## start Source extract

Both the front and rear sight are dovetailed. Windage is corrected by drifting the sights. Open sights can be perfect for your eyes and waaaaay off for my eyes. Doesn't seem logical, but that's what is.

The failures to feed were worked out but not with the OEM Mec-Gar mags, rather with my good Checkmate mags.
I never liked or trusted Mec-Gar mags for the 1911. Didn't know para was using them, I thought they made their own. Stick with the Check-mates.

I noticed there is an indentation in the bullet primer when chambering a round. It doesn't look like it's the firing pin but rather the edge of the extractor.
The extractor doesn't reach to the primer at any time in the firing cycle, and has nothing that could dent the primer if it did. What you are describing is impossible. The only thing that could be denting the primer is the firing pin, but the Para has a firing pin safety, so that's effectively impossible, too, unless your pistol is broken.

Also, the extractor seems adjusted a little or somewhat to close to the firing pin hole located at the back of the slide (I forget what that part is called).
You cannot evaluate extractor placement by eye. What matters is tension. If the pistol feeds and extracts reliably, don't even think about fixing that which is not broken.

I'm considering investing funds into it to have a new, good quality extractor put into it and having the sights adjusted.
What leads you to believe the extractor in your pistol is not a good quality part? Last I knew, Para's extractors were made for them by EGW, which happens to be one of the el primo sources of "good quality" extractors for custom 1911 pistolsmiths.

Something I don't know about my Para is how close it is to being "in spec" or in relative spec. By in relative in spec, I mean the relationships between pin holes in both the frame and slide, extractor hole, barrel dimensions relative to the slide and frame, angle of feed ramp, and other things of a similar nature. Would anyone know?

## end Source extract

Goal 1 >> Retype the pistol discussion word for word, starting at "Both the front" and ending at "that's what is.".
The records have no connection to the pistol discussion.

## start Information given

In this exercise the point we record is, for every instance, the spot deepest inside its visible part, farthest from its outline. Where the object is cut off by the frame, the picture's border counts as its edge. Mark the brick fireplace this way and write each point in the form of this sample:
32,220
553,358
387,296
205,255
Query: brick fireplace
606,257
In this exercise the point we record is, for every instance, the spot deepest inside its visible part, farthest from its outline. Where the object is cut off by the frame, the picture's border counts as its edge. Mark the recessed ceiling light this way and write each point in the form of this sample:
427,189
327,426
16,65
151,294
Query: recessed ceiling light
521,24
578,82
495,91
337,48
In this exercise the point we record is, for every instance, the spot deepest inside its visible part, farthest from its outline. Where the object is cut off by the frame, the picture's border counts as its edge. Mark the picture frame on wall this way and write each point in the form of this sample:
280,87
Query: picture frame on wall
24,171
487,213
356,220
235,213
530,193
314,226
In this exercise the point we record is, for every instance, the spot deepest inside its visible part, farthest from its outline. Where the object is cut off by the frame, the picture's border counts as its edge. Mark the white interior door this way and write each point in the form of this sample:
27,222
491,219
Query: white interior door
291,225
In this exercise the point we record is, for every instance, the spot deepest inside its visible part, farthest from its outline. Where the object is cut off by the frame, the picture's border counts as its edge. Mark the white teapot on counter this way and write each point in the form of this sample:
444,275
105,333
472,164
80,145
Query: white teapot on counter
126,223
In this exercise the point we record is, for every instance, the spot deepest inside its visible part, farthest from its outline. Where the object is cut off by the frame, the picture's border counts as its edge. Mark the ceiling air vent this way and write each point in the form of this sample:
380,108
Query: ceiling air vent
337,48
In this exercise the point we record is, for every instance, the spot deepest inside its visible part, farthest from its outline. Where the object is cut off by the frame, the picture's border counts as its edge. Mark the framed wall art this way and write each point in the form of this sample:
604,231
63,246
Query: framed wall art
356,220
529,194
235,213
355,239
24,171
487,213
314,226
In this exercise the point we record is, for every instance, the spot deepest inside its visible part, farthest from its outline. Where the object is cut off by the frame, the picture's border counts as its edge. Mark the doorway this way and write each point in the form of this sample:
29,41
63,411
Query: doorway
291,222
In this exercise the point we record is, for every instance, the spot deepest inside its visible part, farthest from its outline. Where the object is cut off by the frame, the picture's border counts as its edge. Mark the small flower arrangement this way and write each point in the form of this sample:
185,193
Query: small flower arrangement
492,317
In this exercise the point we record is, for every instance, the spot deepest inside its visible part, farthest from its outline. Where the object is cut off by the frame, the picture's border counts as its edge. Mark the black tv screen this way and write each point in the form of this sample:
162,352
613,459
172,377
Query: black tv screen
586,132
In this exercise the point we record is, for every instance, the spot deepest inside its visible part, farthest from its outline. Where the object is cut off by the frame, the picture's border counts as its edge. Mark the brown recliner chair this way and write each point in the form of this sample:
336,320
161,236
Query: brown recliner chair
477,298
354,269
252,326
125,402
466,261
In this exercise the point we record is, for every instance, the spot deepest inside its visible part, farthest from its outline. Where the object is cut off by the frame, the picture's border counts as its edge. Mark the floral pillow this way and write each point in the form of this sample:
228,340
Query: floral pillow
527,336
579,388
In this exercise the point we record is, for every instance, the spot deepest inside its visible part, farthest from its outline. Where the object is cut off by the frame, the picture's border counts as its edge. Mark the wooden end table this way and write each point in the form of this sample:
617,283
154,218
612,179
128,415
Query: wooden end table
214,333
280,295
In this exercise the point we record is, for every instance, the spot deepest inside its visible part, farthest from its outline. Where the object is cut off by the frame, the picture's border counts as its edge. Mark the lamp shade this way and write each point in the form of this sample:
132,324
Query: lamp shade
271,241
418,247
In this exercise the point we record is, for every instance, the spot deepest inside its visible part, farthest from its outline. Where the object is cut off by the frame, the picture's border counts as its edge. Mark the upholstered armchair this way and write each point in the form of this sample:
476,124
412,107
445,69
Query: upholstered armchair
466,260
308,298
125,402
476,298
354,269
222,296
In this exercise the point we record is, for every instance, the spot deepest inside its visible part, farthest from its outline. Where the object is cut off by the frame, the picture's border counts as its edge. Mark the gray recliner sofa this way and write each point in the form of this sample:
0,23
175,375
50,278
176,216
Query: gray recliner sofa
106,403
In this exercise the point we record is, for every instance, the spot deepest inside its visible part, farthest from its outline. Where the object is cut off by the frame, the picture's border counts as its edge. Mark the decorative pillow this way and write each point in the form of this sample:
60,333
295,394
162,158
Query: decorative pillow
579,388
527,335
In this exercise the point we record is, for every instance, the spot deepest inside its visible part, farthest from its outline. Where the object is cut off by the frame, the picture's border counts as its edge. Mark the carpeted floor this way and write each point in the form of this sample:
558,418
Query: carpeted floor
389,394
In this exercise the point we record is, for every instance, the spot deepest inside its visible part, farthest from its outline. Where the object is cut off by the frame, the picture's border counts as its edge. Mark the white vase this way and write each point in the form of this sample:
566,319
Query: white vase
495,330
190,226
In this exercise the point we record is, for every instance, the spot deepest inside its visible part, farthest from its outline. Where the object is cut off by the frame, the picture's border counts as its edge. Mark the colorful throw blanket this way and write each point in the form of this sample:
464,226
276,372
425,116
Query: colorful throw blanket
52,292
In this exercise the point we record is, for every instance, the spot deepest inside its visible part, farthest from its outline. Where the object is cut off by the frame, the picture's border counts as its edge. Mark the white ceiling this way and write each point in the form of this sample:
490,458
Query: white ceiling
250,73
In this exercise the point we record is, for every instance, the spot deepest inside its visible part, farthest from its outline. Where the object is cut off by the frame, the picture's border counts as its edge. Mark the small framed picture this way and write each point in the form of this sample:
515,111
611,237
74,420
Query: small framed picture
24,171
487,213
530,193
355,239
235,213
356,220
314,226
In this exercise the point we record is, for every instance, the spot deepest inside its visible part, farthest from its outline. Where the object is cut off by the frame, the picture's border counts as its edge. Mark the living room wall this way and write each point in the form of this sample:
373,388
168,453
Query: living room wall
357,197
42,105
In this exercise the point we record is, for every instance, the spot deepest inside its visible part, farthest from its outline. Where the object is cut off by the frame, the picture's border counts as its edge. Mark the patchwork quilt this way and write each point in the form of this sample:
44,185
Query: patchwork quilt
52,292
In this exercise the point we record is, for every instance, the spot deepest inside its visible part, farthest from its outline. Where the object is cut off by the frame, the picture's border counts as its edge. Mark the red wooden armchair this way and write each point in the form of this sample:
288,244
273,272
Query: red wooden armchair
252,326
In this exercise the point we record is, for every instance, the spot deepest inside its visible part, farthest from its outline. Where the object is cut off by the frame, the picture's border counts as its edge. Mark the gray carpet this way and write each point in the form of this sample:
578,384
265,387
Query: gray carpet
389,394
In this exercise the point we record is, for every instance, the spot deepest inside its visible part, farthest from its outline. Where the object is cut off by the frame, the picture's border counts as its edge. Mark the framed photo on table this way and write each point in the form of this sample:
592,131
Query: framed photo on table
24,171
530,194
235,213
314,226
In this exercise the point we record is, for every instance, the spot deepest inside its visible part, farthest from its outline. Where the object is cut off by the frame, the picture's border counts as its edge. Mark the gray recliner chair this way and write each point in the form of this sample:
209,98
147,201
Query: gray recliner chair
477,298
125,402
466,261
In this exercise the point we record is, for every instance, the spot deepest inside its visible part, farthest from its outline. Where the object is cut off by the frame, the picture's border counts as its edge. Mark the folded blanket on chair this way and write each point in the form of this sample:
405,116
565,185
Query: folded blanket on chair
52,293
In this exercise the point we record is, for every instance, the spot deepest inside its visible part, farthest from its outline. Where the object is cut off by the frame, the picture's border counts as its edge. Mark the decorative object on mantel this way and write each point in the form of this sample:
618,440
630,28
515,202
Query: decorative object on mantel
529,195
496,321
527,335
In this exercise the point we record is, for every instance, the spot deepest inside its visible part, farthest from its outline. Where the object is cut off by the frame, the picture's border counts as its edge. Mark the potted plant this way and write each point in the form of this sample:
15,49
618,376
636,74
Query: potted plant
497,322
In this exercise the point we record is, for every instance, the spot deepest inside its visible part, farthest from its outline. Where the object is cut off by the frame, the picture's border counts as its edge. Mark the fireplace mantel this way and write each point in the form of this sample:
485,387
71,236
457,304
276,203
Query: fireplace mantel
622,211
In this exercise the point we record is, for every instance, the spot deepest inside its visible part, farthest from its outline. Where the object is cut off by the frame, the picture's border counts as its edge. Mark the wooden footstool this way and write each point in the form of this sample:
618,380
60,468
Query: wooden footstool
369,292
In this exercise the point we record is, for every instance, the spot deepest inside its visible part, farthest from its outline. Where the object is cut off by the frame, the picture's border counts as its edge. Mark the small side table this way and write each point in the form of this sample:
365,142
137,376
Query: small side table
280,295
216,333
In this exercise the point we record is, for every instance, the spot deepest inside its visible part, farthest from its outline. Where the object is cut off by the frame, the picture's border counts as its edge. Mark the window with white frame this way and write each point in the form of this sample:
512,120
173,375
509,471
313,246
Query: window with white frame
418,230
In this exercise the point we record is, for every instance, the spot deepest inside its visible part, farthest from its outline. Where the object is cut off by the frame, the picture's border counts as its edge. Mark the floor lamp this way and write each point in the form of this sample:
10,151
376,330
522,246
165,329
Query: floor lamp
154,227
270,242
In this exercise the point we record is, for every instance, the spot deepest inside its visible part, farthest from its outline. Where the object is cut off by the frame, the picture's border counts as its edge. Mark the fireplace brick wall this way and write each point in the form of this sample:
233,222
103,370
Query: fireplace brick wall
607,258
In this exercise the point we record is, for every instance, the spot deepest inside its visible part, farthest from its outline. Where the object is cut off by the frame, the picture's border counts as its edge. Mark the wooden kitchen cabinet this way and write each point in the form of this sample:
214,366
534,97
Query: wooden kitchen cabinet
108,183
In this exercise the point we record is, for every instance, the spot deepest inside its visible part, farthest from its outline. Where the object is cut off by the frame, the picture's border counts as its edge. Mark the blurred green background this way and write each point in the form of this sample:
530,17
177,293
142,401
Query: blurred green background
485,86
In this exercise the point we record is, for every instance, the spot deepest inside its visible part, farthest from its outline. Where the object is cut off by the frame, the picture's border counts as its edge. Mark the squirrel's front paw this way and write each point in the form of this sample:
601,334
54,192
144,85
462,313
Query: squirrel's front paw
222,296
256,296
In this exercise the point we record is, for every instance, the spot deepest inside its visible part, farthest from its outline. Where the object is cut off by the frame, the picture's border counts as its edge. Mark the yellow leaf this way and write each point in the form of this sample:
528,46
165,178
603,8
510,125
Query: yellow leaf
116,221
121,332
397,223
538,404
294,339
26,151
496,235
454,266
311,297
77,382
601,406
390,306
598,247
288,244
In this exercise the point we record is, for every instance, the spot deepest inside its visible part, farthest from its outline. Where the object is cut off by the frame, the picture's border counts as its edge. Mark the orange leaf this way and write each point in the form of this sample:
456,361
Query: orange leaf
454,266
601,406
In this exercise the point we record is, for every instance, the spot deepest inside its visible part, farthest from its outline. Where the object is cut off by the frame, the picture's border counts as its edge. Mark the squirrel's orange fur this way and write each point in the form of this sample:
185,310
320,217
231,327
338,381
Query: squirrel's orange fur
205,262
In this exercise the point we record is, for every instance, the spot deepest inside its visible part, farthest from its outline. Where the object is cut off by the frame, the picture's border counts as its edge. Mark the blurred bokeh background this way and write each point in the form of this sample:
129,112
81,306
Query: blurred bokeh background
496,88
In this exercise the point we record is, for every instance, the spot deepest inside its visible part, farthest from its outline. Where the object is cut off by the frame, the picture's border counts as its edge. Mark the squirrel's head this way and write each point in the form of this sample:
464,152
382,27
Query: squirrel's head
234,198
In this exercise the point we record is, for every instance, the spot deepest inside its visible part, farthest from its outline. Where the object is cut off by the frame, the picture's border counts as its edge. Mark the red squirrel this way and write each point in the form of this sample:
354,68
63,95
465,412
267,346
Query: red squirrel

## end Information given

Goal 2 >> How many lines of the records contain the string "counter", matching case? Give only the number.

Finished answer 1 >>
Both the front and rear sight are dovetailed. Windage is corrected by drifting the sights. Open sights can be perfect for your eyes and waaaaay off for my eyes. Doesn't seem logical, but that's what is.

Finished answer 2 >> 2